[Opening Selected extract section]

It doesn’t have to be this way. I’m a person. My children are people. I work hard. I love hard. And it shouldn’t cost to be free to live.
Carmilla Collins is a 51-year-old single mother living in Douglas County, Omaha, Nebraska. She works full time and holds a part-time job to make ends meet, raising her 15-year-old daughter while supporting herself on paychecks that leave little margin for error — and even less for unexpected medical bills. For the better part of a year and a half, she had no health insurance at all.
Going without coverage meant going without care. “A lot of times ignoring health issues that need attention becomes a norm,” she said. “And finding home remedies and being undertreated becomes the norm too.” But for Carmilla, the consequences were accumulating quietly.
She had developed a serious thyroid condition — growths pressing against her airway, making it harder to breathe, harder to swallow. Surgery was the only fix. But the fear of more debt kept her from making the appointment, and so she waited. She kept working. She kept making ends meet. And all the while, her condition worsened.
Carmilla had been carrying medical debt for some time, the way many uninsured people do — quietly, hoping to manage it later. Later arrived without warning. The debt she had accumulated from previous medical care caught up with her. Her wages were garnished. Her paycheck, which normally came to just over $1,000 — exactly what her rent cost — was reduced to $532. Within days, she received an eviction notice.
The compounding weight of her medical debt threatening her ability to keep a roof over her family’s head pushed her to a breaking point. “Facing my despair, my frustration, and drowning, I got angry,” she said. That anger became fuel. She walked into the hospital’s financial services department with her pay stubs and her records and told them exactly what the garnishment had done to her life. Within 45 minutes, she was sitting with a financial counselor who helped her apply for the hospital’s charity care program. They removed the remaining debt entirely and gave her 85 percent off an additional bill in a single application — assistance she had never known existed.

[Closing Selected extract section]
[Opening Given entries section]

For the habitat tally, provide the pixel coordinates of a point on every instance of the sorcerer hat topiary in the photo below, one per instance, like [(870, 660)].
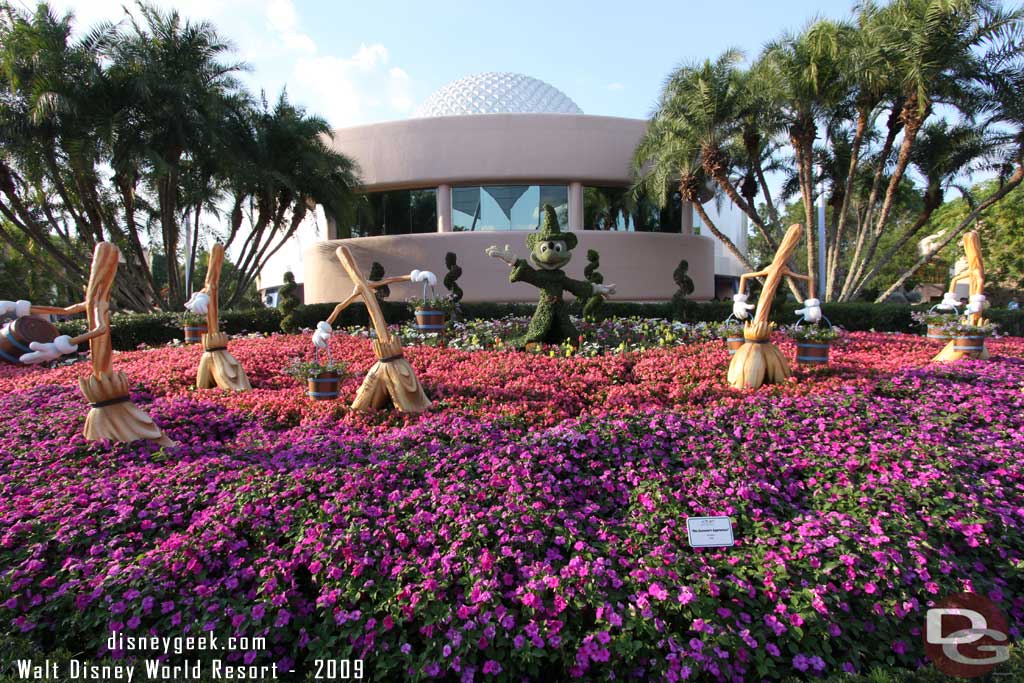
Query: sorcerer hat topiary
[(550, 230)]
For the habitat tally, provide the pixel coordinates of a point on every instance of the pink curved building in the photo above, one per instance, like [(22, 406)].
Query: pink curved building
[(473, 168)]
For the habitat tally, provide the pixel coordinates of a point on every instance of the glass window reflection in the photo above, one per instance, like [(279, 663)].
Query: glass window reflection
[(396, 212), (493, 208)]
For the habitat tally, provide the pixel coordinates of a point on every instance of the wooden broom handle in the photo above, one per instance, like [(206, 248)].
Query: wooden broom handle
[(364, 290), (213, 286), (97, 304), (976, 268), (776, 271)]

[Closing Given entries section]

Exercise requirements
• a. In the story about Carmilla Collins, what amount was her paycheck reduced to after her wages were garnished?
• b. According to the story about Carmilla Collins, why did she put off the surgery for her thyroid condition? Answer in one to three sentences.
• c. Write the next part of the story about Carmilla Collins, picking up right after its final sentence.

Answers to the problems
• a. $532

• b. She put off the surgery because she feared taking on more debt. That fear kept her from making the appointment, so she waited while her condition worsened.

• c.
The relief was profound, but it arrived at an enormous cost. By the time Carmilla could schedule her thyroid surgery, the delay had caused additional damage. The emergency procedure she eventually needed was more complex than it would have been months earlier, requiring more recovery time and leaving her unable to work for three months. Her employer, where she had worked for 13 years, had to manage without her. “That ripple effect,” she said, “which cost, I don’t know how much more, not only affecting the one person, but connecting all the people and the companies connected to me.”
What troubled her most was not just that help arrived late — it was that the help had always been there, hidden. The hospital had demographic information on file. It knew her income. It knew her household size. A charity care program existed that could have spared her the garnishment, the eviction notice, and the months of deteriorating health. No one told her. “Help shouldn’t be an alternative,” she said. “Help should be help. Help shouldn’t be offered at the end of somebody’s rope.”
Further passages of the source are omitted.